Work to complete:
Rewrite the data from the line containing "Can you see the banner" through the end, changing "red mailbox" to "blue mailbox" and leaving everything else as it is.
---- Source material
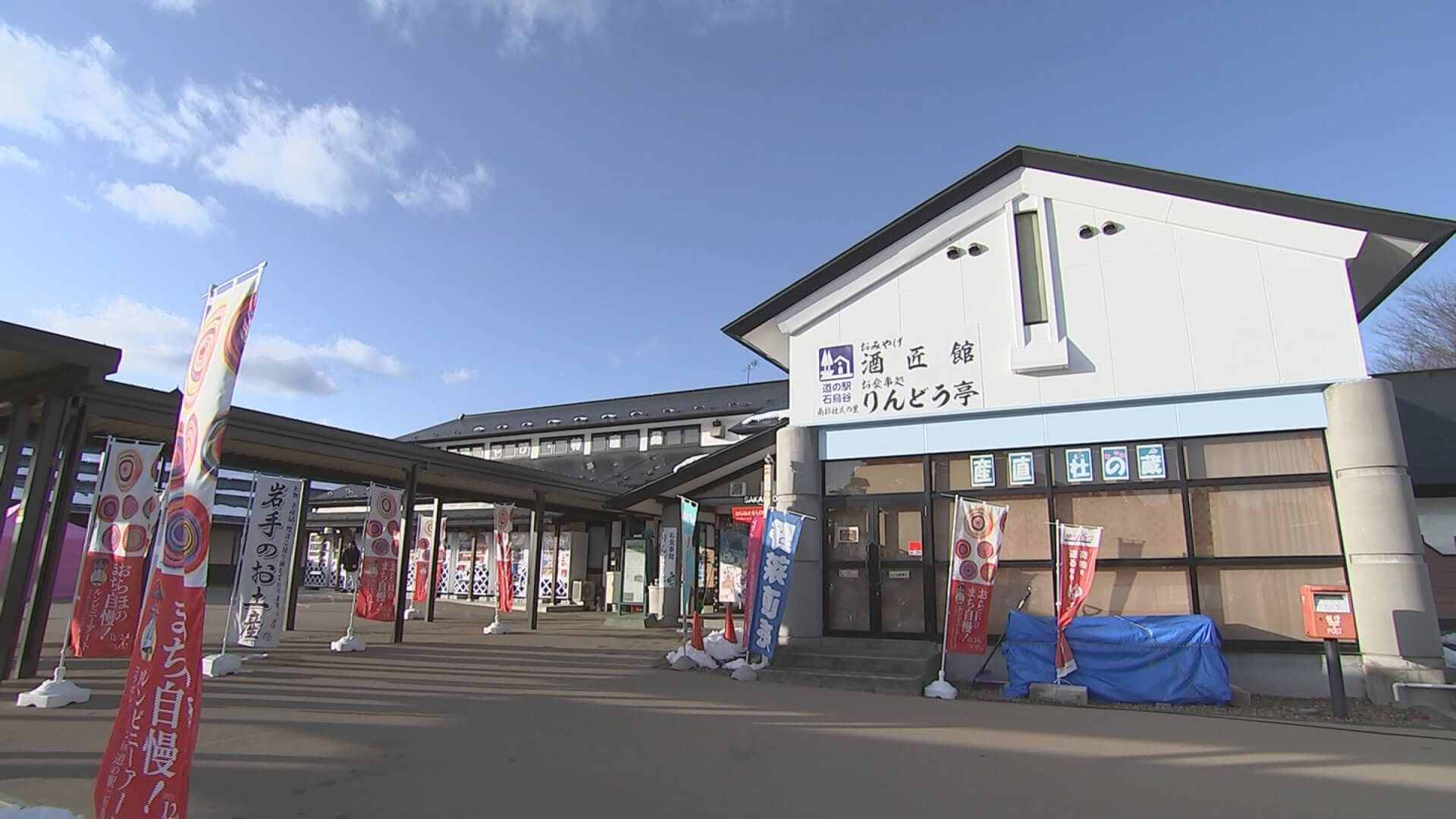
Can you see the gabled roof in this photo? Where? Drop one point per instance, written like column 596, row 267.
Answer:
column 661, row 409
column 1370, row 283
column 704, row 469
column 1426, row 404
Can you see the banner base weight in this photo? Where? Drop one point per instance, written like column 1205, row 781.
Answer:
column 55, row 692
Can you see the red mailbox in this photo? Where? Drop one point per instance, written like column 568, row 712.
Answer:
column 1329, row 613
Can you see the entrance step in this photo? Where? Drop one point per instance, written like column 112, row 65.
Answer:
column 848, row 681
column 886, row 667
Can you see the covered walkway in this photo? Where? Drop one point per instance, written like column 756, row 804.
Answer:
column 55, row 398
--------
Answer:
Can you see the banner base weight in this photo? Where? Drop one point per instance, written like column 1205, row 781.
Answer:
column 55, row 692
Can you see the blue mailbox in this photo? Where? Drop one point per instance, written like column 568, row 712.
Answer:
column 1329, row 613
Can you see the entrance step in this photo? Where? Drop one point per instance, written like column 112, row 65.
Answer:
column 848, row 681
column 886, row 667
Can you see the covered walkway in this photo? Where? Drop one point per instance, written like column 756, row 804.
Answer:
column 55, row 398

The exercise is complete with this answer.